> SHORT PROBLEM 1
Show every line of the records that contains the string "green", matching case exactly.

> TEXT SECTION
***
People's patience is really wearing thin with Merseyrail

Regular readers of this website may have occasionally seen me ranting about public transport once or twice before. As my long-suffering friends and family will tell you it is a subject area I can drone on about endlessly.

As a regular Merseyrail user, it is often this particular network that forms the basis of my musings. In recent times you may have seen me sounding off about the Victorian-era ticketing system that means people cannot tap in and out with their cards for their train journeys and how people can get fined despite buying tickets online through third parties as they cannot produce a paper ticket.

That remains an infuriating state of affairs for the main rail system in one of the most important city regions in the country. But I have previously cut Merseyrail some slack because I have generally always found it to be a pretty reliable service. Unfortunately, that slack is getting harder to locate at the moment.

READ MORE: Merseyrail warning as unusual fault leads to replacement bus routes

At the start of the week, the operator announced that passengers travelling on the Kirkby and New Brighton lines would face limited services and rail replacements. Merseyrail said this was due to an 'unexpected' increase in wear on train's wheel bearings.
***
> PROVIDED DATA

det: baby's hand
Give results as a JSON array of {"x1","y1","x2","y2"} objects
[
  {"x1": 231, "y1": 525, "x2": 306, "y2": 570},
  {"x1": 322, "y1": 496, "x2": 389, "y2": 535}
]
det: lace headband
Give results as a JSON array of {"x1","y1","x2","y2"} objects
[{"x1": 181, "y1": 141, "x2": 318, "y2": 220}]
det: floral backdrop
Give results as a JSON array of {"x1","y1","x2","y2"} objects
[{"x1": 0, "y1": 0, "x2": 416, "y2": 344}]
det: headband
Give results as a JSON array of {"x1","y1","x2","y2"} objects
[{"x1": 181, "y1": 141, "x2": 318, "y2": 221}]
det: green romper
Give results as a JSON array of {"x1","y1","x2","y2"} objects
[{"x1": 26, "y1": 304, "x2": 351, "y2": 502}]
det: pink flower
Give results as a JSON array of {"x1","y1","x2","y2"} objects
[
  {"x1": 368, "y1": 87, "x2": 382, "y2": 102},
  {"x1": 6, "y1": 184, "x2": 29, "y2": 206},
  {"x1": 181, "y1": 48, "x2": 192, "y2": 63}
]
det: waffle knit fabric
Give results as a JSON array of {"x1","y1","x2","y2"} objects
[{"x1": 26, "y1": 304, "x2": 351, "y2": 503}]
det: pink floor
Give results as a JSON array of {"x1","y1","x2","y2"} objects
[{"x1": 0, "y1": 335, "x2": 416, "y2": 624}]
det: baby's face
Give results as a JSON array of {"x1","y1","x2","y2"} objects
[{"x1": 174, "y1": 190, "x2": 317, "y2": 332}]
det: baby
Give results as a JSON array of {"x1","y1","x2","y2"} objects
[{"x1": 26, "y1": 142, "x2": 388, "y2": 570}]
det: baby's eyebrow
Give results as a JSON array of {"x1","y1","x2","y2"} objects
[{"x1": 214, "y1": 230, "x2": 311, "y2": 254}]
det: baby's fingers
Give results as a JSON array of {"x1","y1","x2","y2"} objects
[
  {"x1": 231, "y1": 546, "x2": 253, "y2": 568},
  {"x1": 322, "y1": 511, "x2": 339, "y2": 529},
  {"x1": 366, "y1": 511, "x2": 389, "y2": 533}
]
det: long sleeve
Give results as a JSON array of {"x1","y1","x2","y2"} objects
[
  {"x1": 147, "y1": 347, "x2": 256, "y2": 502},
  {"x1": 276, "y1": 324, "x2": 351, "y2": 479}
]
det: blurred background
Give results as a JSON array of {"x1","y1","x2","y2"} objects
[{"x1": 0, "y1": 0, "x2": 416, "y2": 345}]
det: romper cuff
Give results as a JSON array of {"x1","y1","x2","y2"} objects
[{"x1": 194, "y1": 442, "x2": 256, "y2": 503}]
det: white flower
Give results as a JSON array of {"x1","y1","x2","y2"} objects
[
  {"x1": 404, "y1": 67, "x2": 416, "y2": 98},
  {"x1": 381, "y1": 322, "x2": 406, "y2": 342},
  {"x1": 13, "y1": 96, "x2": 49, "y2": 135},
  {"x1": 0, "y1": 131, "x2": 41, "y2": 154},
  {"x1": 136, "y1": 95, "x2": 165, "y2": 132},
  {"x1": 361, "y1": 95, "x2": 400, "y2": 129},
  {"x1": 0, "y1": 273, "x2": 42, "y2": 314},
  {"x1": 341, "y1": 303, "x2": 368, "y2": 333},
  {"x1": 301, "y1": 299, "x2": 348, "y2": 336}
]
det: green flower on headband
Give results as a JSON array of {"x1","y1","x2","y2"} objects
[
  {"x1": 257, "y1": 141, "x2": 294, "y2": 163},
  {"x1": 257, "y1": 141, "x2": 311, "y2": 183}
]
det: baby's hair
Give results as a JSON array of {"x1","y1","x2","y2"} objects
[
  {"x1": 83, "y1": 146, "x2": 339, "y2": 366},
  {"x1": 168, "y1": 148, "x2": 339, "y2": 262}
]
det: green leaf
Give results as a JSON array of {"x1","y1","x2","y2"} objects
***
> SHORT PROBLEM 2
According to the Merseyrail piece, what reason did the operator give for the limited services on the Kirkby and New Brighton lines?

> EXERCISE ANSWER 1
det: green romper
det: green flower on headband
det: green leaf

> EXERCISE ANSWER 2
Merseyrail said it was due to an "unexpected" increase in wear on the trains' wheel bearings.